* [Written task]: Lines before the one containing "Where can you find the finger in" are left out; copy that line and every later line through the end of the data exactly.

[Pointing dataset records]

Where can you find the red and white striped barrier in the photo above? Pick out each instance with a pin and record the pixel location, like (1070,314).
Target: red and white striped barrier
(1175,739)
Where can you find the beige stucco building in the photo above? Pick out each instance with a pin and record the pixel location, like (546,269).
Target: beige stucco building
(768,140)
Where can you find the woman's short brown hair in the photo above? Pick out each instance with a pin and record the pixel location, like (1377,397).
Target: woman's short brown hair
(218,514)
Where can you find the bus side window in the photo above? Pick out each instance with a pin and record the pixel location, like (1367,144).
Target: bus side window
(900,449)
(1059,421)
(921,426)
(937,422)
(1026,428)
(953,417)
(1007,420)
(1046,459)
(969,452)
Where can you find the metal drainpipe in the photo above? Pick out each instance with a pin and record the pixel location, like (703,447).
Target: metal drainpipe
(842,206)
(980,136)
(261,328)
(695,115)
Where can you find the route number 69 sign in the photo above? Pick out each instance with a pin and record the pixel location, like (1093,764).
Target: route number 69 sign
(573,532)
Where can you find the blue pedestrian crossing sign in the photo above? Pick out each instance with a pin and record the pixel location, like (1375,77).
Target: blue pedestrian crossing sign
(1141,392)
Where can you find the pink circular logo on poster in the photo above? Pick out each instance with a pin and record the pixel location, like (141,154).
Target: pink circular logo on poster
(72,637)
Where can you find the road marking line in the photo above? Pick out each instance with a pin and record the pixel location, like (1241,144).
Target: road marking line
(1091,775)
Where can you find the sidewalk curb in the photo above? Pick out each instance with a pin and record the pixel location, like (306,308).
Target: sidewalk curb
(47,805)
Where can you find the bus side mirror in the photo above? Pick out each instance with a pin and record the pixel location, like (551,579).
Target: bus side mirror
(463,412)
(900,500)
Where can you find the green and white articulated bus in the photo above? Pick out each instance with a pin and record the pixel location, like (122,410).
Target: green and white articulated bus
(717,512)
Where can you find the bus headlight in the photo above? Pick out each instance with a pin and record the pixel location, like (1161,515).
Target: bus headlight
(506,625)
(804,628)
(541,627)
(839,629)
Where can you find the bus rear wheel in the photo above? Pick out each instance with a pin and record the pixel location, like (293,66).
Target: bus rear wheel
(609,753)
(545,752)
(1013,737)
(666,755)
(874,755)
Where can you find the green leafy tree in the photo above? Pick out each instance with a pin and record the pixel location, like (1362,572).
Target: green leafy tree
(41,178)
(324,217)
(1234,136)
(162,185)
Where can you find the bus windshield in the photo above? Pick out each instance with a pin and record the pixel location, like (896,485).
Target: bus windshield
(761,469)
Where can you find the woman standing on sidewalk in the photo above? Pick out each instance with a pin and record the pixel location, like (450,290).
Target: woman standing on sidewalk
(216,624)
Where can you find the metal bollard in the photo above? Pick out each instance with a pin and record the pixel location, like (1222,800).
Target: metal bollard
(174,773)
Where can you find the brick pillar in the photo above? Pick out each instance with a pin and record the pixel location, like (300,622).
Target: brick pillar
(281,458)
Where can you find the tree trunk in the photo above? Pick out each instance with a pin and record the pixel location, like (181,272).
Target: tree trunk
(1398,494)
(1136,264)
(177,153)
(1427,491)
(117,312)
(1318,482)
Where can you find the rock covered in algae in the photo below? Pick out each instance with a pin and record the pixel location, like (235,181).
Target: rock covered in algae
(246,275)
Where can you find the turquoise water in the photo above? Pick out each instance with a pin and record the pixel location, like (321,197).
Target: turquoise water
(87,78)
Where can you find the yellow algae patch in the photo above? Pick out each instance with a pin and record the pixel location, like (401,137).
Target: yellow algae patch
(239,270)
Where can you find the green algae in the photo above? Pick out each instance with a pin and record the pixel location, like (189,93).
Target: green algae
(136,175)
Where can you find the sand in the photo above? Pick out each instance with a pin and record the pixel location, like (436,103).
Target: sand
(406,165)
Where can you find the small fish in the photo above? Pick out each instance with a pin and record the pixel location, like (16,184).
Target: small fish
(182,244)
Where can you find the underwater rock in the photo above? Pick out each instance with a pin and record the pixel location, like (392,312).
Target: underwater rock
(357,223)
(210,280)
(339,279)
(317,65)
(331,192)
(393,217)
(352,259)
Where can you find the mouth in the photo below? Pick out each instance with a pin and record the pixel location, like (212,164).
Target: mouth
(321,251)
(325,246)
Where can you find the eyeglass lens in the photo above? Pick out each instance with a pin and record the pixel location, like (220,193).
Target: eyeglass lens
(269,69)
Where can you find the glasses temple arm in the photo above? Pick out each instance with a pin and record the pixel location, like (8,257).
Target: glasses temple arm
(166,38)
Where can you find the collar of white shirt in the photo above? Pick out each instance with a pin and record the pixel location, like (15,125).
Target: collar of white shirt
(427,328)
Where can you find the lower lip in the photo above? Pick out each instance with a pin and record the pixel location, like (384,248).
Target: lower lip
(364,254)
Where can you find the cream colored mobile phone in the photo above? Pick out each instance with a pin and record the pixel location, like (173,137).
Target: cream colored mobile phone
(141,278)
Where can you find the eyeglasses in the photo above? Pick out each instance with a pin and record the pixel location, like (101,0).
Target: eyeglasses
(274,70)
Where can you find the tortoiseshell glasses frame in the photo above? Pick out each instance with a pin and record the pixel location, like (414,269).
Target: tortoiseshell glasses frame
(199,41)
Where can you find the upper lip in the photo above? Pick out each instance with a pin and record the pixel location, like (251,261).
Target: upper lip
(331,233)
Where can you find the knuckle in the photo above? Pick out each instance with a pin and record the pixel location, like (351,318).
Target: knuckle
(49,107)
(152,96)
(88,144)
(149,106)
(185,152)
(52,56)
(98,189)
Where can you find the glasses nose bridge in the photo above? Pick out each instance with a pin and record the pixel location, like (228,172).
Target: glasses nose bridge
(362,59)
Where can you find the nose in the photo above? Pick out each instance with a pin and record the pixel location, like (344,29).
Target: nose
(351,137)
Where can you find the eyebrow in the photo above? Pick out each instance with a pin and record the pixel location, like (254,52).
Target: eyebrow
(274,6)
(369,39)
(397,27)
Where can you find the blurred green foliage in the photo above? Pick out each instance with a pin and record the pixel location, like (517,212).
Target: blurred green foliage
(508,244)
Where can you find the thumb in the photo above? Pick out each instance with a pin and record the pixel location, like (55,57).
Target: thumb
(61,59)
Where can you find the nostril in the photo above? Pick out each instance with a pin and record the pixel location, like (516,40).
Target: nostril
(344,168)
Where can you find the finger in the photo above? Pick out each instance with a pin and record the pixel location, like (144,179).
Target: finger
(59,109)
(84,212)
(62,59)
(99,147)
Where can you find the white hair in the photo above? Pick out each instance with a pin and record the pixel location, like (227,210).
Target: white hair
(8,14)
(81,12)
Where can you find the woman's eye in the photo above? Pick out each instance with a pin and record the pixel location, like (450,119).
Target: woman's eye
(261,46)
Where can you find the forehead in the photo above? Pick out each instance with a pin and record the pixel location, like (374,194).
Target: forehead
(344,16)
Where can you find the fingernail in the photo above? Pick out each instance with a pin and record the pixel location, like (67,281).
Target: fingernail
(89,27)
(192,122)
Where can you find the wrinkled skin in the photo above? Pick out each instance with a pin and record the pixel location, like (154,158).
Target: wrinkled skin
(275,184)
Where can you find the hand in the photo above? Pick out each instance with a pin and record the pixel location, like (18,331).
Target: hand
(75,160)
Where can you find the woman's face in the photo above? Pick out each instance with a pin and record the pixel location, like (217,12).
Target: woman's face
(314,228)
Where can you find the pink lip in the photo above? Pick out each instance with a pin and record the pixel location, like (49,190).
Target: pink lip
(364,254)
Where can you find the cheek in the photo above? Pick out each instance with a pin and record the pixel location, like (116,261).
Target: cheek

* [Solution to this problem]:
Where can you find the finger in the photo above? Pick out each instance with a pin and record the pixel location, like (144,179).
Target: finger
(59,109)
(84,212)
(62,59)
(99,147)
Where can you find the white hair in the photo above? Pick out each instance with a pin and record the pixel location, like (227,210).
Target: white hair
(8,14)
(81,12)
Where can you find the woman's eye in the photo above? Pick out each instance with a pin and record the pixel location, like (450,119).
Target: woman's eye
(261,46)
Where can you find the forehead in the photo above? Pick out each instance with a pin and record the pixel location, like (374,194).
Target: forehead
(344,16)
Where can you find the fingernail in the photo above? Pick out each instance with a pin and record the pixel location, like (67,281).
Target: fingernail
(89,27)
(192,122)
Where can you find the wrinkled skin in the photo above? Pick out each instance with a pin and record the pixel location, like (154,158).
Target: wrinkled skin
(275,184)
Where can you find the hand in the photo above? Pick out each instance with a pin and record the pixel location, like (18,331).
Target: hand
(75,160)
Where can you find the woman's face in the photo above? Pick out each instance with a pin and record the pixel location, like (217,12).
Target: woman's face
(314,228)
Where can you find the pink lip in the photo above? Pick out each instance with a pin and record the pixel location, like (49,190).
Target: pink lip
(364,254)
Where can you find the cheek in the photo above? Pick out each instance with a pin and record the pixel location, like (116,261).
Target: cheek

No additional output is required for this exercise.